*GIVEN REQUEST 1*
Answer these questions from the post on Schanberg's McCain article, one answer per line, marked to match:
(a) Which magazine published Schanberg's article?
(b) According to David Hunt, who concocted the POW-MIA concerns?
(c) Which letter writer does Schanberg thank for reading his piece "with no ideological filter"?
*GIVEN REQUEST 2*
List every letter writer named in the post on Schanberg's McCain article as responding to that article.
*GIVEN REQUEST 3*
Extend the post on Schanberg's McCain article by writing what comes after its final paragraph.

*EXCERPT TO READ*
24 October 2008

Vietnam Syndrome: Swiftboating McCain?

A few weeks ago, The Nation published a bombshell article by Sydney Schanberg on John McCain's purported role in an ongoing coverup of American POWs left behind at the end of the Vietnam war. It addressed issues raised on this blog in the past, though Schanberg believes that McCain's intent was less to hide any embarrassing information about himself than to avoid embarrassing both the Vietnamese government and his own. Nevertheless the overlap of Schanberg's hypothesis with the more provocative notions of angry veterans and POW-MIA advocates seemed to cross a line of propriety with many Nation readers.

This week's letter column gives pride of place to H. Bruce Franklin, a historian who wrote a debunking expose of POW-MIA conspiracy theories. As Franklin puts it, his book "exposed the true history of this fraudulent issue [with] meticulously documented facts and analysis." He is "profoundly shocked" that The Nation allowed Schanberg to air a "recycled and thoroughly discredited right-wing fantasy." This gets to what bugs liberal readers about the whole controversy. As Franklin sums up:

The POW/MIA myth is still an essential component of the culture that supports our current, and likely future, wars. If we resurrect the true history of our genocidal war against Vietnam, we would no longer see Americans as the victims of Vietnam and all the countries we have bombed and invaded since. And the Vietnam POW, personified in John McCain, might then be seen not as the main victim of that war and hence America's iconic war hero.


Schanberg is no conservative, and The Nation is even less a conservative magazine. Their naked intent was simply to stir up a whispering campaign against the Republican candidate. Franklin doesn't acknowledge this as the magazine's motive, but other readers are uncomfortable with liberals giving credence to a theory or "myth" identified with the political Right.

"I feel no less a desire than The Nation to ensure that McCain is not our next president," writes John McAuliff, "but such an article is Swiftboat revisionism with the endorsement of the country's leading progressive publication." David Hunt was "horrified" by the story, again because he identifies POW-MIA concerns as a fantasy "concocted by the Nixon administration to justify its stonewalling during the Paris peace negotiations" and because the whole idea reflects poorly on the Vietnamese.

The magazine gives Schanberg the last word. He and Franklin have clearly been feuding for a while before this outbreak, since his tone toward the historian is bitter. "He says, ridiculously, that he alone owns the franchise on the POW story and therefore will not deign to address any of the detailed evidence in my 8,000-investigative article." Even though Franklin claims that all of Schanberg's claims were refuted long ago, the journalist says "It is clear he cannot refute [them]."

In a strange, unintentional echo of Governor Palin, Schanberg thanks Christopher May, the one letter writer who praised his work, for "reading my piece with no ideological filter." He then asks McAuliff and Hunt to "remove any filters for an hour and read the full version of my article [which is what I've linked to], which is more detailed and has additional documentary evidence." While the critics might argue that the only filter they employ is critical thinking itself, Schanberg is probably right in his implication that liberals want to avoid the issue because they believe it can only benefit conservative nationalists.

*RAW DATA*
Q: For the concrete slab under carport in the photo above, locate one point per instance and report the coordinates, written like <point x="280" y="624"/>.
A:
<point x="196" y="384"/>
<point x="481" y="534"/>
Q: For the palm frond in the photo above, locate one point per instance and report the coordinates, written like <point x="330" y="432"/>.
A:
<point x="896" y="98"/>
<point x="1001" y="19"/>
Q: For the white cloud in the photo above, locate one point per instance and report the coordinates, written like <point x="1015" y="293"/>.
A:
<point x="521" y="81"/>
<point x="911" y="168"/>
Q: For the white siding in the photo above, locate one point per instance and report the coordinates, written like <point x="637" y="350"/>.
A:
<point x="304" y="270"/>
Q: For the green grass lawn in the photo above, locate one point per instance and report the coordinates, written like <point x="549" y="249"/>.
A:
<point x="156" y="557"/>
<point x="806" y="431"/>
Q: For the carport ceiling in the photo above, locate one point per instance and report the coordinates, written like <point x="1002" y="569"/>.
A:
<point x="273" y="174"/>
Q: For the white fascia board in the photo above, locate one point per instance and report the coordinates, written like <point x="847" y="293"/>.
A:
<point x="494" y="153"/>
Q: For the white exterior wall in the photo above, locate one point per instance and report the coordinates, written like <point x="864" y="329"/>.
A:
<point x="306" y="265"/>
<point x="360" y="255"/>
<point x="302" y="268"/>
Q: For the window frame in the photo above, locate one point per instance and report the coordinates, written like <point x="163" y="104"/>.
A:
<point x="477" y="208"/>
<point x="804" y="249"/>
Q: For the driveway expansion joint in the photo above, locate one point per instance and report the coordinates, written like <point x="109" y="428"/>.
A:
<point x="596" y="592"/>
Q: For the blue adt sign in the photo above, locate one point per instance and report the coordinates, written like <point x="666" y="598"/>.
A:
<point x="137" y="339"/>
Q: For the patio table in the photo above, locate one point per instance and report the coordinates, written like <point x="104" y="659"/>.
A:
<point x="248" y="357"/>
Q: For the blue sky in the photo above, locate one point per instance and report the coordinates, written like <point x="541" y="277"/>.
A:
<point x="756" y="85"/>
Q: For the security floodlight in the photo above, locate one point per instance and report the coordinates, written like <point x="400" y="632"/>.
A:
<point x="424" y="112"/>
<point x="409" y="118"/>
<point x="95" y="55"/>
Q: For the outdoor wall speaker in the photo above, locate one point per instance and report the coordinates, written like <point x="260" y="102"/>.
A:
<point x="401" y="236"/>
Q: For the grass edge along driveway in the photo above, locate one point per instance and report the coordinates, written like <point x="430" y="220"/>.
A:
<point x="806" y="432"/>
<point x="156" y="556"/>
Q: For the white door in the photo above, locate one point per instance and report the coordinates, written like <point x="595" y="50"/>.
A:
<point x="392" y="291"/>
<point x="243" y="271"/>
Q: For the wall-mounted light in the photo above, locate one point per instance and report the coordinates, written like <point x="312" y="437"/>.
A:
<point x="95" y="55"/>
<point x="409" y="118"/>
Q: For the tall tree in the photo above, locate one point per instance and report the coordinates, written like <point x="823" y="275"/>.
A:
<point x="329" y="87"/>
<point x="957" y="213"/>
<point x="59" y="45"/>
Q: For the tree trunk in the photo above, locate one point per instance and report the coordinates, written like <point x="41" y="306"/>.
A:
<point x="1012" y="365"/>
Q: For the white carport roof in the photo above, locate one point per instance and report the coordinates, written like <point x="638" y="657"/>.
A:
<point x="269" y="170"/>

...

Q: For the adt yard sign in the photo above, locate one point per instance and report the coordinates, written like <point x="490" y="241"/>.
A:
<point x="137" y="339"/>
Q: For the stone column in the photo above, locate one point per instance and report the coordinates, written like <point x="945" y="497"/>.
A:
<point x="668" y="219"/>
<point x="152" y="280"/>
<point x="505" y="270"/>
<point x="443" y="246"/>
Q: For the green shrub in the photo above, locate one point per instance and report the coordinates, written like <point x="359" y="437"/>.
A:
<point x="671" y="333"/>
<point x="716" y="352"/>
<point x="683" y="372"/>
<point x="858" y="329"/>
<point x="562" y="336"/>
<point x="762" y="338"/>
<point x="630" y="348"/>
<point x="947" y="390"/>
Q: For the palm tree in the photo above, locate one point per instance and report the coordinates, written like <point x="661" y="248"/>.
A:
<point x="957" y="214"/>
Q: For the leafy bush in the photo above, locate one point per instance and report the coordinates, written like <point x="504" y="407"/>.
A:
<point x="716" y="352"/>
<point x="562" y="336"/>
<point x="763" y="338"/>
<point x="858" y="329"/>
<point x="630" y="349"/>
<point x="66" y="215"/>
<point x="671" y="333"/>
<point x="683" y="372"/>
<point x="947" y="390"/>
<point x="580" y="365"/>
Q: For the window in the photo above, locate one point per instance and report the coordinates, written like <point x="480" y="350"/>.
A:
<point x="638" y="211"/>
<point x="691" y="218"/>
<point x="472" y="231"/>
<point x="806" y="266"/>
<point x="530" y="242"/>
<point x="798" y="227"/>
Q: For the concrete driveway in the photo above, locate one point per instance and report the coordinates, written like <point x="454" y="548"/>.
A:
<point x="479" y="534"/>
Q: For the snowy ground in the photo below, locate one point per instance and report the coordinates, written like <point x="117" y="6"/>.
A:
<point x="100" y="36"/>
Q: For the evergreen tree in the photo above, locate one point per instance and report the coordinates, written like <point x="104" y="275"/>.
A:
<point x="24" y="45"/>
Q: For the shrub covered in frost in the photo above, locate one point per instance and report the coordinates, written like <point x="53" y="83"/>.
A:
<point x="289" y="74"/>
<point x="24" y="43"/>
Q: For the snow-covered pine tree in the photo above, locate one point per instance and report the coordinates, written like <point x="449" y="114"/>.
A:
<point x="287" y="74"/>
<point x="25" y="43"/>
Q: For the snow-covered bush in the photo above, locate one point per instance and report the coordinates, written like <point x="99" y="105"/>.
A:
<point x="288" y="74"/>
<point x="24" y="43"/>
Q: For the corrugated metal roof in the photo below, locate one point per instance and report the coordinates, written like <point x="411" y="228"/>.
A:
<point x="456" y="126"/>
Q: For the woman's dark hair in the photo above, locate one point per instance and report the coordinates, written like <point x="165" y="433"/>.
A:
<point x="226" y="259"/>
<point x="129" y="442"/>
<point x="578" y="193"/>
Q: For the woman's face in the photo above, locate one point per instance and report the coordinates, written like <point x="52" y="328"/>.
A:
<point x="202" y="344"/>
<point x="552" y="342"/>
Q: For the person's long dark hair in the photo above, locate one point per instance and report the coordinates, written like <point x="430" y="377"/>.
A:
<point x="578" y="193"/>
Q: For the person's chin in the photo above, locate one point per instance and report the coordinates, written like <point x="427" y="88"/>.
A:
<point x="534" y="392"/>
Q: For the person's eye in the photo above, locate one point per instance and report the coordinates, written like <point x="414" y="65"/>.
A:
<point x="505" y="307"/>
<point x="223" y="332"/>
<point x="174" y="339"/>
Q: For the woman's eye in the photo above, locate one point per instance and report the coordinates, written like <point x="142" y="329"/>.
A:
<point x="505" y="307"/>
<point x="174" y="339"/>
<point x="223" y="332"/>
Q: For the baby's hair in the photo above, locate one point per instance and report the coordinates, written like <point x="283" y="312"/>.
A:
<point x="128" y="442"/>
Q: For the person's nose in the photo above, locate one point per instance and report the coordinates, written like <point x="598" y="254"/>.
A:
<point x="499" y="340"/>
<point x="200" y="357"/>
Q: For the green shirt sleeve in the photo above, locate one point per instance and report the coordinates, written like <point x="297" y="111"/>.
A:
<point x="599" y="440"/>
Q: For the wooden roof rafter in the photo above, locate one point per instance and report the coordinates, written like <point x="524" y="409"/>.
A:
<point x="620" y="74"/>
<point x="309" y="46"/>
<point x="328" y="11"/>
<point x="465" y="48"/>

*TASK RESPONSE 1*
(a) The Nation
(b) The Nixon administration
(c) Christopher May

*TASK RESPONSE 2*
H. Bruce Franklin
John McAuliff
David Hunt
Christopher May

*TASK RESPONSE 3*
Without a copy of Franklin's book within reach (it's called M.I.A., Or, Mythmaking in America), it's impossible to compare the two versions of events. But I'm inclined to accept Schanberg's argument that "my article is not about who was right or wrong about the Vietnam War. It is about the missing men and the suppression of their files and John McCain's central role in burying those files." The timing of his article clearly isn't meant to benefit any conservatives, but it is also obviously true that there's more to its appearance than Schanberg's concern with our boys left behind.

For some people, the notion of MIAs left behind still conjures up memories of Rambo and other bad movies of the 1980s, but by now we're probably past the point where anybody wants to start another war in Vietnam. The Communists there have gone the way of China and happily trade with us. Objectively speaking, McCain's efforts to normalize relations between the U.S. and Vietnam were probably a good thing. Unfortunately, it seems characteristic of the man that he comes to hate those who get in the way of his goals. That probably explains his hostility toward the MIA advocates, at least in part, and that hostility has been repaid with conspiratorial suspicions about his ulterior motives. As a result, there most likely won't be a final reckoning on the subject until McCain is dead, or until it becomes purely a historical question rather than a political one.

4 comments:

Anonymous said...

Irregardless, there are still a large number of soldiers who never made it back, either alive or dead. Certainly a percentage of them just deserted. A good number of them probably were killed in combat and simply not recovered. But, in all likelihood, there were a number who were just left behind. I would guess any of them who were actual POWs are dead by now. But that doesn't change the fact that our government simply left soldiers behind. And for someone like McCain, who was a POW, to actively stop the government from looking into those MIAs - who served their country - for political gain is unseemly, ungentlemanly and just plain rotten. The families of those soldiers deserve to know what happened to them. It's the least this country can do for those who made the ultimate sacrifice in service to their country...Unlike McCain, who took the coward's way out. Say or think what you like, but he was released before the end of the war, when many others who were POWs far longer were not. There had to have been a reason for that. Either his daddy pulled strings in Washington or he gave them whatever information he had, or he aided and abetted them by making propaganda tapes, whatever the reason, it leaves him unfit to serve as commander-in-chief of the US military, and by extension, unfit to lead the United States of America.

Samuel Wilson said...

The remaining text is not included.